*** Raw data ***
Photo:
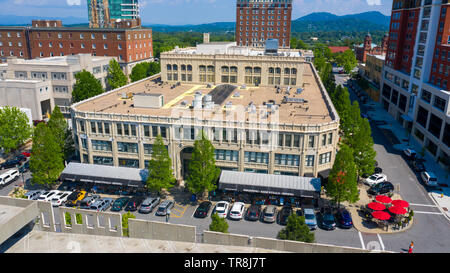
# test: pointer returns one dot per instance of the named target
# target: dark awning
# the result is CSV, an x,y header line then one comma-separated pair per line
x,y
270,184
91,173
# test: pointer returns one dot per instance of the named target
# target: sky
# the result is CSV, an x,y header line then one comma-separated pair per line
x,y
180,12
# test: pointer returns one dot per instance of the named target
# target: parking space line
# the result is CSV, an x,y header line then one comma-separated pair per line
x,y
361,239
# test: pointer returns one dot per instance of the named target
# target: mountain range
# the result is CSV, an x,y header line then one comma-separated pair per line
x,y
314,22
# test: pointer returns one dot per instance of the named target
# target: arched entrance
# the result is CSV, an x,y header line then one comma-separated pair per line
x,y
185,157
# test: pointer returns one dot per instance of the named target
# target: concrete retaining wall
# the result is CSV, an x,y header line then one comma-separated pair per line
x,y
160,231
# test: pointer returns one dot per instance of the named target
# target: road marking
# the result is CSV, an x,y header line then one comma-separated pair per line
x,y
381,241
426,212
362,241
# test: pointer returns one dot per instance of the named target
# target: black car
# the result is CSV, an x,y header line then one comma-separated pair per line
x,y
381,188
418,166
253,213
327,220
120,203
134,203
10,164
284,214
203,209
344,219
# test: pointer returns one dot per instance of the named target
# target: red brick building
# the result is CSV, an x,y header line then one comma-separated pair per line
x,y
43,39
257,21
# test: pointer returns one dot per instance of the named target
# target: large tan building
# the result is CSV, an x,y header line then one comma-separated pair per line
x,y
259,127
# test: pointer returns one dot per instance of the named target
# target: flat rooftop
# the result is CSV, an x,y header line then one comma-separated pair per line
x,y
309,107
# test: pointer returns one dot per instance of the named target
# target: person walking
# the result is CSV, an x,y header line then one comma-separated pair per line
x,y
411,247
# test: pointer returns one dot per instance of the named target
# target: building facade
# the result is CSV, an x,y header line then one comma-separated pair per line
x,y
289,129
415,82
257,21
129,45
20,77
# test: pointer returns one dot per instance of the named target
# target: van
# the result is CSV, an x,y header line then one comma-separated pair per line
x,y
429,179
8,177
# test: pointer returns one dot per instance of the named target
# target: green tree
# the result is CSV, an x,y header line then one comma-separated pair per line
x,y
296,230
160,173
342,182
218,224
116,77
14,128
86,86
203,172
46,161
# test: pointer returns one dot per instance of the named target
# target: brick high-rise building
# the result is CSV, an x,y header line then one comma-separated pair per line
x,y
415,81
259,20
49,38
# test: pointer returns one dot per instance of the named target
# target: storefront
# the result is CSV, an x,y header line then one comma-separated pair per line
x,y
104,179
272,189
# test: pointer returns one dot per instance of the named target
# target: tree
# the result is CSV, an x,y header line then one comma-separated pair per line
x,y
86,86
342,182
218,224
116,77
160,173
203,172
296,230
46,161
14,128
***
_Job_
Every record above should be written out again without change, except that the pictures are left out.

_Reply_
Photo:
# test: pointer returns one dot per instance of the named target
# target: dark awning
# the result is CSV, an x,y header line then one comma-separated pair per line
x,y
270,184
91,173
# test: pointer returns one dot per instance of the named target
# target: sky
# the result is CSV, an x,y header line then one comma-separated pair per line
x,y
180,12
# test: pointer returns one dot per instance of the named target
# target: parking space line
# the result is CSV, an x,y header line then one comma-separated pair per line
x,y
361,239
# test: pointer returns one dot per instance of the named target
# target: mountain range
# the result is CSV, an x,y header line then one comma-separated pair per line
x,y
314,22
# test: pointer returns one dot per instance of the named target
# target: arched entrance
# the result is CSV, an x,y header line then one comma-separated pair per line
x,y
185,157
# test: pointer returns one dot per instance of the named target
# target: concrete retaining wall
# the result is CSV, an x,y header line then one comma-separated pair per line
x,y
160,231
# test: pointer returns one dot per instance of the named target
# target: road marking
# the result is CSV, an x,y header line then one comma-separated pair per line
x,y
381,241
426,212
362,241
# test: pointer returns one dot per instance of the named target
# target: black car
# the result is CSV, an x,y header line then one comma-separated pair per line
x,y
381,188
418,166
253,213
327,220
120,203
134,203
10,164
284,214
203,209
344,219
# test: pointer returns one dot per instance of the named target
# target: red brick building
# the result is CSV, an x,y header line then one comma-separated pair per line
x,y
43,39
257,21
# test: pointer returns one dot per instance of the named target
# target: large tan building
# the result is CSV, an x,y header line then one comma-separated pair per line
x,y
259,127
# test: pointer returns one dot per instance of the named target
# target: flat rooftop
# the result is CSV, an x,y header line then one comma-separated pair per line
x,y
309,107
# test: pointer returns one dot per instance of the named target
# target: person walking
# the result is CSV, an x,y header line then one comma-separated pair per line
x,y
411,247
# test: pointer returns one dot per instance of the named target
# target: building facade
# the result is CSV, an x,y header line then one comma-separated pair per line
x,y
289,129
415,82
257,21
129,45
20,77
# test: pointer returns one dot per instance of the named target
# target: van
# the result is CSV, an x,y header line then one comma-separated pair per line
x,y
429,179
8,177
# test: pointer returns one dot per instance of the named target
# target: green tree
# the result is CSV, an x,y header line then one comma-separated pair per line
x,y
296,230
160,173
342,182
218,224
116,77
14,128
86,86
203,172
46,161
# test: pointer returns one dot per instance of the named target
# target: brick high-rise building
# the result is CSV, an x,y header line then one comma-separated pair per line
x,y
415,81
259,20
49,38
# test: pointer returns one dot per instance of the named target
# target: storefront
# the result is CSV, an x,y header line then one comma-separated pair per line
x,y
104,179
272,189
# test: pointer returns one dot per instance of the named target
# target: tree
# the result is CSV, an x,y header line then one comma-separated pair per line
x,y
86,86
342,182
218,224
116,77
160,173
203,172
296,230
46,161
14,128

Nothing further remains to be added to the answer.